■ **Your task**
For the word "green", report how many lines of the records below contain it, and nothing more.

■ **Point localization data**
━━━━━━

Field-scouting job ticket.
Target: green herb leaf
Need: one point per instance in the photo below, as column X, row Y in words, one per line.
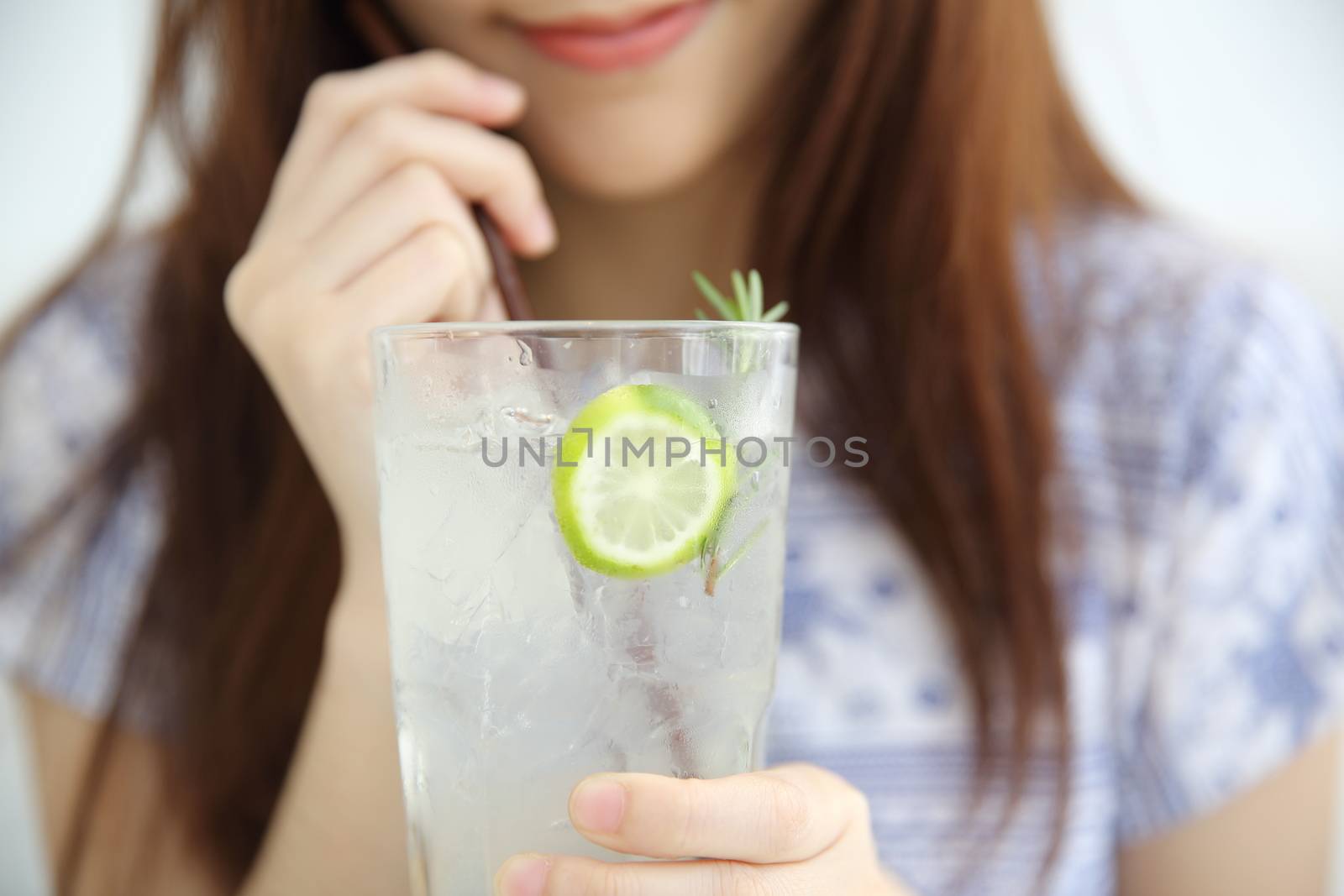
column 748, row 302
column 712, row 295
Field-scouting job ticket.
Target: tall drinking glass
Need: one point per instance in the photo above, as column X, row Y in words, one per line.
column 584, row 551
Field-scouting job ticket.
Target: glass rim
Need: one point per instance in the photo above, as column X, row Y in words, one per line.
column 622, row 329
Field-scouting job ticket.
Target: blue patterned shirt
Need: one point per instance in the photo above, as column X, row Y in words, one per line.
column 1200, row 407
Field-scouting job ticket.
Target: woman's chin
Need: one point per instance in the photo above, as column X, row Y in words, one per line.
column 618, row 165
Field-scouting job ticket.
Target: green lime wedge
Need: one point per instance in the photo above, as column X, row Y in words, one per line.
column 627, row 504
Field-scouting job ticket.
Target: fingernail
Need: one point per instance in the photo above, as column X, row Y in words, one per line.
column 598, row 806
column 523, row 876
column 539, row 228
column 501, row 90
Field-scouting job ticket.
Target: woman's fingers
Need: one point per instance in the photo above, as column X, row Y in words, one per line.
column 427, row 278
column 786, row 815
column 475, row 163
column 575, row 876
column 432, row 80
column 402, row 203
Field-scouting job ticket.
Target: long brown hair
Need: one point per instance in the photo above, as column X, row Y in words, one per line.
column 917, row 141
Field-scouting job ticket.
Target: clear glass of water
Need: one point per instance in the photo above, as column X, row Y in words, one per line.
column 562, row 602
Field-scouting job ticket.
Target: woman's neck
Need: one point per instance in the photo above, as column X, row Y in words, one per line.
column 633, row 259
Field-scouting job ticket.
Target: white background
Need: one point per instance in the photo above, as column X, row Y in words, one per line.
column 1226, row 113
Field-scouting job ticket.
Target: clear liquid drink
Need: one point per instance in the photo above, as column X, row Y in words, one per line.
column 557, row 611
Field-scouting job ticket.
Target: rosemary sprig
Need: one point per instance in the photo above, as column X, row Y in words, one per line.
column 748, row 302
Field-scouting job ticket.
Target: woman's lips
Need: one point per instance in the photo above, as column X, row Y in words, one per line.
column 608, row 45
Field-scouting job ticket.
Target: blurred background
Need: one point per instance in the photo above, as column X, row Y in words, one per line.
column 1225, row 113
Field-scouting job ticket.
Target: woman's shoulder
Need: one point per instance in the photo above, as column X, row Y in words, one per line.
column 1163, row 307
column 1186, row 375
column 66, row 382
column 67, row 375
column 1200, row 409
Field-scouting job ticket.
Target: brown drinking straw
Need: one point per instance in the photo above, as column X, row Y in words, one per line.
column 386, row 39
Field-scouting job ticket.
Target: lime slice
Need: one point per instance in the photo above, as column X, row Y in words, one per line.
column 625, row 504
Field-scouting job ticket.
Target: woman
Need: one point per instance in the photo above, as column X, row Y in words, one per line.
column 1074, row 629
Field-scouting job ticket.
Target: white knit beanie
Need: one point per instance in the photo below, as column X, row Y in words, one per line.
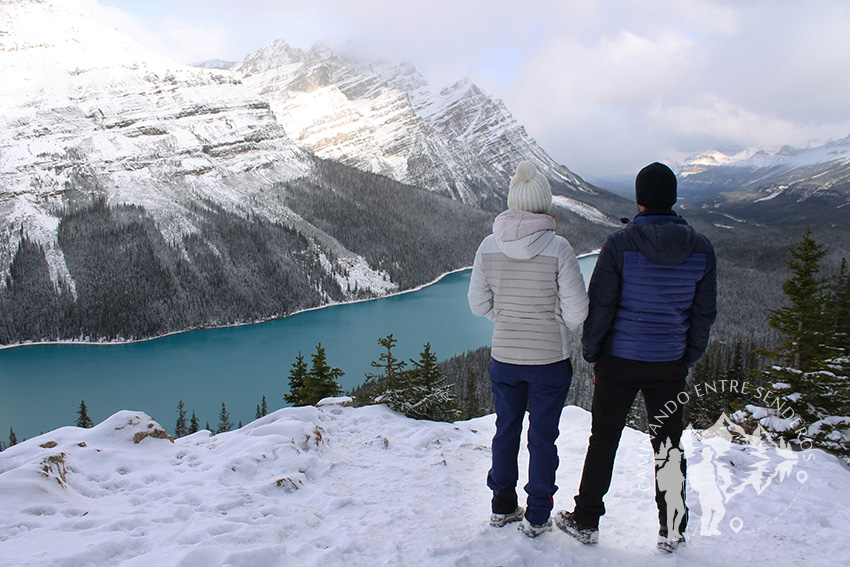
column 529, row 190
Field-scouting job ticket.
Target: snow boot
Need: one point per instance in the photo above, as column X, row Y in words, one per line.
column 669, row 544
column 585, row 533
column 534, row 530
column 505, row 509
column 500, row 520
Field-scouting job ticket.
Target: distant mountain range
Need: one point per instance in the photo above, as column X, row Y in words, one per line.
column 789, row 186
column 140, row 196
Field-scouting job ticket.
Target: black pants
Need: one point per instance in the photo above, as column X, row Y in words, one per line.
column 618, row 381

━━━━━━

■ **Answer to this problem**
2